• [Task description]:
Copy the data below, changing every "photo" to "image" and keeping everything else the same; leave the pictures out.

• [Input material]:
.....
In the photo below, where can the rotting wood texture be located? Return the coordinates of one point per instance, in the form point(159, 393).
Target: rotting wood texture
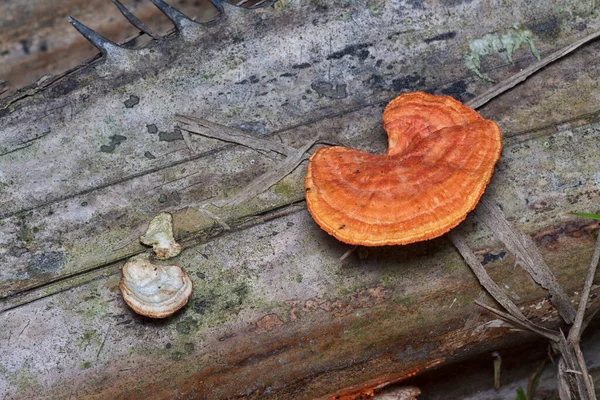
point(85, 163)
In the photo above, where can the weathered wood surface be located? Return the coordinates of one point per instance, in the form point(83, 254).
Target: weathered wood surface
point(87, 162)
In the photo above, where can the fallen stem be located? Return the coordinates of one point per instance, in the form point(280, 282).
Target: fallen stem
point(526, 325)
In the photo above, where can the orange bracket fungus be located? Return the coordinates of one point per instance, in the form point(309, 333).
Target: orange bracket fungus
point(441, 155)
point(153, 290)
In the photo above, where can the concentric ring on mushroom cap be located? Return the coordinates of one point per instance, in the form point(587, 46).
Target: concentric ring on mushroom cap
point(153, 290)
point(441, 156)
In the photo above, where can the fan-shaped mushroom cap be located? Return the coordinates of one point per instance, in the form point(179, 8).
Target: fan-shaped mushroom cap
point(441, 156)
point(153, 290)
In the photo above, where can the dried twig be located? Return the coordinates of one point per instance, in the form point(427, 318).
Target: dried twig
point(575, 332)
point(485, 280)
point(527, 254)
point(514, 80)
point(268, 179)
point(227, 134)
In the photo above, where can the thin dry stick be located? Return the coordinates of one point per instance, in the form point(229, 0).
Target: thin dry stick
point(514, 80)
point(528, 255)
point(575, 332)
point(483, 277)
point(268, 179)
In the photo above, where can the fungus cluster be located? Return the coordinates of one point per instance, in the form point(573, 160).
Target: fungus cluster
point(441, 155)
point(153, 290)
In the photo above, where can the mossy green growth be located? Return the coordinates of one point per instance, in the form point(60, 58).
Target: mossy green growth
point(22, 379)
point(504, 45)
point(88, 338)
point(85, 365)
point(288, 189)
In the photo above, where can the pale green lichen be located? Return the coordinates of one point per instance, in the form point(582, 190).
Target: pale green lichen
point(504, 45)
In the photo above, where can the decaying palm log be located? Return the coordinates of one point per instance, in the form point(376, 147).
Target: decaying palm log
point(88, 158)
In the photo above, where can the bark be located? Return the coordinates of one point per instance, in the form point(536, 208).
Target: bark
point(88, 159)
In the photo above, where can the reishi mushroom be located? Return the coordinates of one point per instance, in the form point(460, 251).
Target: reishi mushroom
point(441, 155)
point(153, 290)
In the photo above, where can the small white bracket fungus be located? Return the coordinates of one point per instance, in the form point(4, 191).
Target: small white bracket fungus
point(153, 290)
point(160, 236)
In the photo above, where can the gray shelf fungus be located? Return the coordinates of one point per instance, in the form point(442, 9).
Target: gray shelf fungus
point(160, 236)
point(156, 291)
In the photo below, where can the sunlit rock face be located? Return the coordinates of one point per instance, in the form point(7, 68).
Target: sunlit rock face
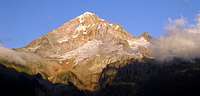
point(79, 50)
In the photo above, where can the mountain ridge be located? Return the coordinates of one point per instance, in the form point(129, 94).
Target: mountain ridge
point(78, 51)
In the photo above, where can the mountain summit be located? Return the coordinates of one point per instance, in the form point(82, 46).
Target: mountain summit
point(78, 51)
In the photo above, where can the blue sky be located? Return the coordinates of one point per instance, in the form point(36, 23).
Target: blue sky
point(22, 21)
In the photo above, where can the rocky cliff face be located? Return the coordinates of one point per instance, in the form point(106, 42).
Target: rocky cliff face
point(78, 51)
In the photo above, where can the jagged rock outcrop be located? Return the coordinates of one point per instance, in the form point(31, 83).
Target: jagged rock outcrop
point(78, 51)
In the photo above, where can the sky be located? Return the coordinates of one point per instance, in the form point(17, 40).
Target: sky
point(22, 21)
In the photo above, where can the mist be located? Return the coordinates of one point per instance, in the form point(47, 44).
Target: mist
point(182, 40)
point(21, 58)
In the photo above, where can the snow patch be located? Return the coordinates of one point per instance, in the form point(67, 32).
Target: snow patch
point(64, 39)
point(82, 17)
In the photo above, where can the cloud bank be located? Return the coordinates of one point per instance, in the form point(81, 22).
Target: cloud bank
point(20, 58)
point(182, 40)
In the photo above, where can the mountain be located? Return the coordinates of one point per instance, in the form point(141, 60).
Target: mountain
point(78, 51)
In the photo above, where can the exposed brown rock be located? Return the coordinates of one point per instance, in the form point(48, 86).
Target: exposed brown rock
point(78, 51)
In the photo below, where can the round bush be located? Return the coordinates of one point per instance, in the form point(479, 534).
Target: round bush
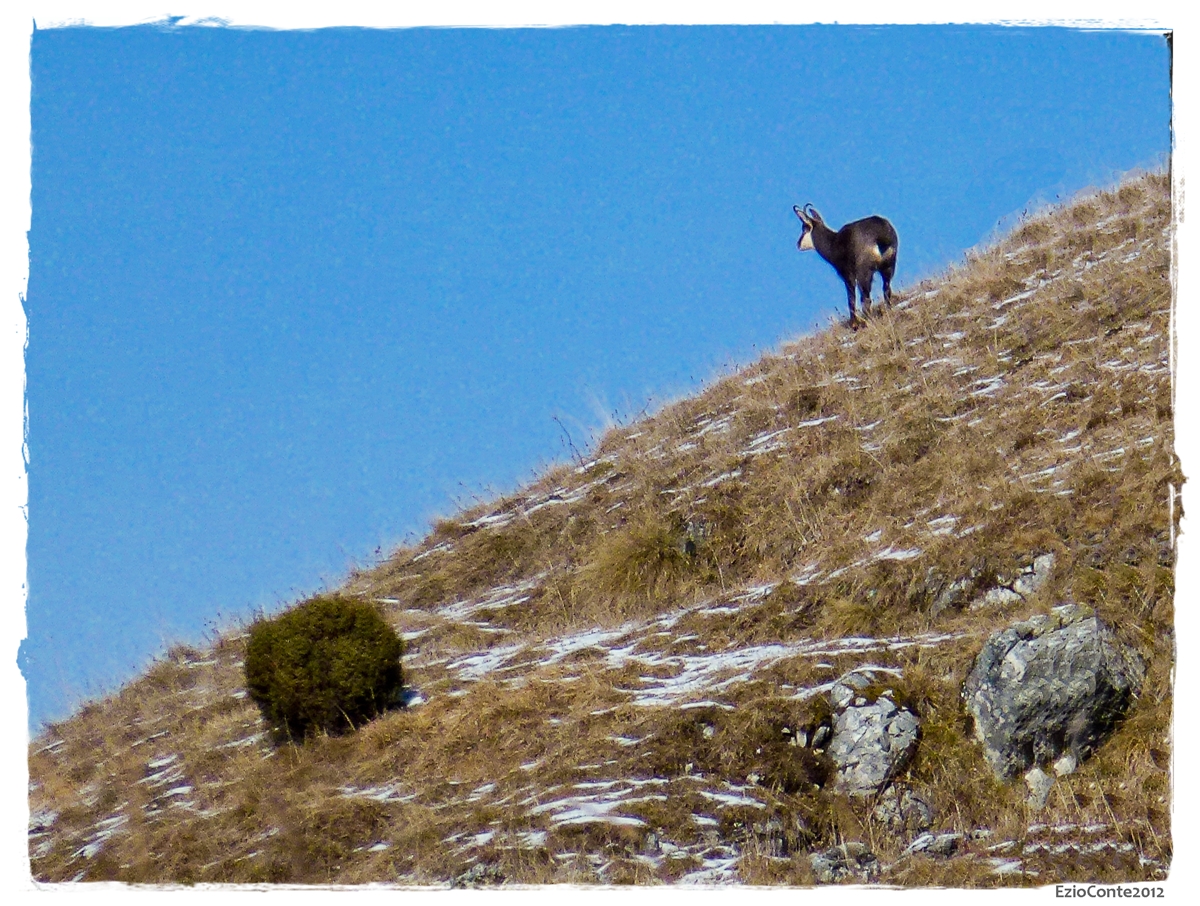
.....
• [Answer to this exercise]:
In the image below, where can the rotting wood texture be located? Return the coordinates of one point per instance, in the form point(159, 393).
Target: rotting wood texture
point(85, 163)
In the image above, where can the weathered wood surface be located? Return the coordinates of one point per instance, in the form point(83, 254).
Target: weathered wood surface
point(87, 162)
In the image above, where can the fallen stem be located? Return the coordinates of one point per instance, in the form point(280, 282).
Target: fallen stem
point(526, 325)
In the image above, where can the orange bracket fungus be located? Return the coordinates of one point per instance, in the form point(309, 333).
Target: orange bracket fungus
point(441, 155)
point(153, 290)
In the image above, where can the concentric ring on mushroom cap be located? Return the coordinates of one point per instance, in the form point(587, 46).
Target: concentric ring on mushroom cap
point(153, 290)
point(441, 156)
In the image above, where can the fan-shaped mushroom cap be located? Return the coordinates of one point per instance, in the form point(179, 8).
Target: fan-shaped mushroom cap
point(441, 156)
point(153, 290)
In the image above, where can the dried twig be located? Return the coordinates of one point per instance, in the form point(427, 318).
Target: dried twig
point(575, 332)
point(485, 280)
point(527, 254)
point(514, 80)
point(268, 179)
point(227, 134)
In the image above, where can the thin dry stick be located? Return the coordinates of one point per instance, in the form point(229, 0).
Target: thin dry stick
point(514, 80)
point(528, 255)
point(575, 332)
point(483, 277)
point(268, 179)
In the image above, where can the fungus cluster be located? Return the coordinates of one point per instance, in the form point(573, 160).
Target: fungus cluster
point(441, 155)
point(153, 290)
In the image above, where can the mossy green growth be located? Return the coordinates of one point per instance, in the form point(60, 58).
Target: mossy green growth
point(22, 379)
point(504, 45)
point(88, 338)
point(85, 365)
point(288, 189)
In the image above, where can the pale green lichen be located? Return the coordinates of one point per instance, in the form point(582, 190).
Target: pale green lichen
point(504, 45)
In the image above, where can the decaying palm log be located? Return the coordinates of one point per instance, in the form point(376, 147).
Target: decaying palm log
point(88, 158)
In the image above, where can the bark be located? Return the coordinates of one point per instance, in the form point(536, 208).
Target: bark
point(88, 159)
In the image above, where can the reishi mushroom be located? Return the coordinates of one point per instance, in the form point(460, 251).
Target: reishi mushroom
point(441, 155)
point(153, 290)
In the image above, where can the small white bracket fungus be located? Return the coordinates of one point per instance, in the form point(4, 191).
Target: small white bracket fungus
point(153, 290)
point(160, 236)
In the image above, where can the gray shelf fungus be located? Return the coordinates of one point per instance, in the form point(442, 9).
Target: gray shelf fungus
point(160, 236)
point(156, 291)
In the image below, where can the sunlit rock face be located? Return the coordinates of one point per instance, in the form point(7, 68).
Target: sunlit rock face
point(79, 50)
In the image above, where can the mountain ridge be located? Return the coordinates of one point per instance, in the form point(129, 94).
Target: mountain ridge
point(78, 51)
In the image above, where can the mountain summit be located? Return the coordinates of one point per instance, in the form point(82, 46).
Target: mountain summit
point(78, 51)
In the image above, where can the blue sky be located? Return the coordinates of one point per instance, in the form point(36, 23).
Target: blue sky
point(22, 21)
In the image above, where can the rocky cliff face be located? Return the coordinates of one point per instance, in the form point(106, 42).
Target: rocky cliff face
point(78, 51)
In the image above, where can the jagged rock outcrop be located? Return the coordinates of one point per instance, in the form point(31, 83).
Target: jagged rock outcrop
point(78, 51)
In the image above, where can the sky be located? Return the coordinates of one point per instance, in the form point(17, 40).
Target: sky
point(22, 21)
In the image above, where can the mist be located? Return the coordinates of one point per instance, in the form point(47, 44).
Target: mist
point(182, 40)
point(21, 58)
In the image above, where can the snow patch be located? Return the coordinates of one point per instance, in the form point(67, 32).
Target: snow patch
point(64, 39)
point(82, 17)
In the image above, where can the cloud bank be located? Return the coordinates of one point per instance, in the form point(81, 22).
Target: cloud bank
point(20, 58)
point(182, 40)
In the image above, where can the mountain be located? Return the coordinates of one point per instance, in the form point(141, 60).
Target: mountain
point(78, 51)
In the image above, where can the exposed brown rock be located? Return the coordinates of one point per instance, in the form point(48, 86).
Target: exposed brown rock
point(78, 51)
In the image below, where can the round bush be located? Return the coordinates of one point per instance, in the form point(479, 534).
Target: round bush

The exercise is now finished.